SELECTED EXTRACT.
┄┄┄┄┄┄┄┄┄┄
This week, I dig into another Dan Simmons horror novel, and decided on Summer of Night. While not necessarily derivative of Stephen King’s It, there are striking similarities, although both prove to be very entertaining.
Set in 1960, Simmons novel doesn’t quite mine the nostalgia factor as King did (It made me long for a time I had never even lived in, and made me want to be a member of the Losers’ Club). However, it does follow a group of young people who get caught up in terror as something in their school, the now condemned Old Central, is committing terrible evils, and has the children of Elm Haven, as well as other residents in its sights.
A group of boys, and a couple of girls who pop in and out of the story are stalked by an ancient evil that has many forms and minions that move about their town freely. The young boys enjoy games of baseball, and the occasional free screening of movies in the park, all while trying to stay alive and solve the mystery of what is happening in their own.
There are some truly creepy and scary moments – in fact with a brevity of words, and a bluntness of storytelling, Simmons’ makes the horrors immediate and real, even as the story dives into the supernatural. As spooky and frightening as some of the things the boys encounter are, there is something truly terrifying and menacing about the town’s Rendering Truck which begins to hunt the boys.
┄┄┄┄┄┄┄┄┄┄
STORED DATA.
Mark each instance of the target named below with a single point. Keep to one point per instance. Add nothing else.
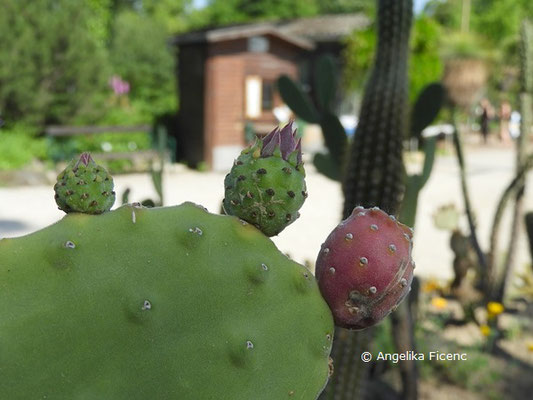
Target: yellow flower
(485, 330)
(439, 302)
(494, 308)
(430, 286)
┄┄┄┄┄┄┄┄┄┄
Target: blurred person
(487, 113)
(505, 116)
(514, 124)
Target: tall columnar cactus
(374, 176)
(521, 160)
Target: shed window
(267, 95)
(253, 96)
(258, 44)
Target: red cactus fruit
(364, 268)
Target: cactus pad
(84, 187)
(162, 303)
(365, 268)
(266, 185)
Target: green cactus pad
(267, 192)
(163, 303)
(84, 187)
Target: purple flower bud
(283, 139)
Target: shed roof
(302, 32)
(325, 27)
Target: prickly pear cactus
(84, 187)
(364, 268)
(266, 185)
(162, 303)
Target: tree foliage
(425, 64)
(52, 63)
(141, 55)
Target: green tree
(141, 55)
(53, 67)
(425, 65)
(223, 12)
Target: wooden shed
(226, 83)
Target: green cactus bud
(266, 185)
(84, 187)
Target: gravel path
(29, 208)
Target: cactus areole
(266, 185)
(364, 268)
┄┄┄┄┄┄┄┄┄┄
DIRECTIVE. Pick up the Summer of Night review after its last sentence and carry it forward.

SOLVED PROBLEM.
The tale rockets along, allowing us to get close to the characters, Duane, brothers Dale and Lawrence, Mike, Kevin, Harlen, Codie, Michelle… I recognize some of these kids as those I grew up with. Those I adventured around with, and therein lies the in to the story, because you see yourself in this group, and you wonder how you would react with your friends if this had happened in one of your summer vacations.
I got nicely swept up on this one, and a few moments truly caught me off guard, which delighted me. It’s been awhile since a horror novel has been able to get under my skin, and there were definitely moments in this one that did – some of the descriptors, some of the beings that oppose our young heroes will stay with me for awhile.
It’s impossible for this book to be avoid being compared to King’s It, there are similarities, but this one stands on its own rather nicely, and spins its own wonderful tale. (and there’s a sequel!)
This title, It, and McCammon’s Boy’s Life are three of a kind, and are perfect to rouse a sense of yesteryear in you, while telling engaging stories that will entertain readers of all ages.
Check them out!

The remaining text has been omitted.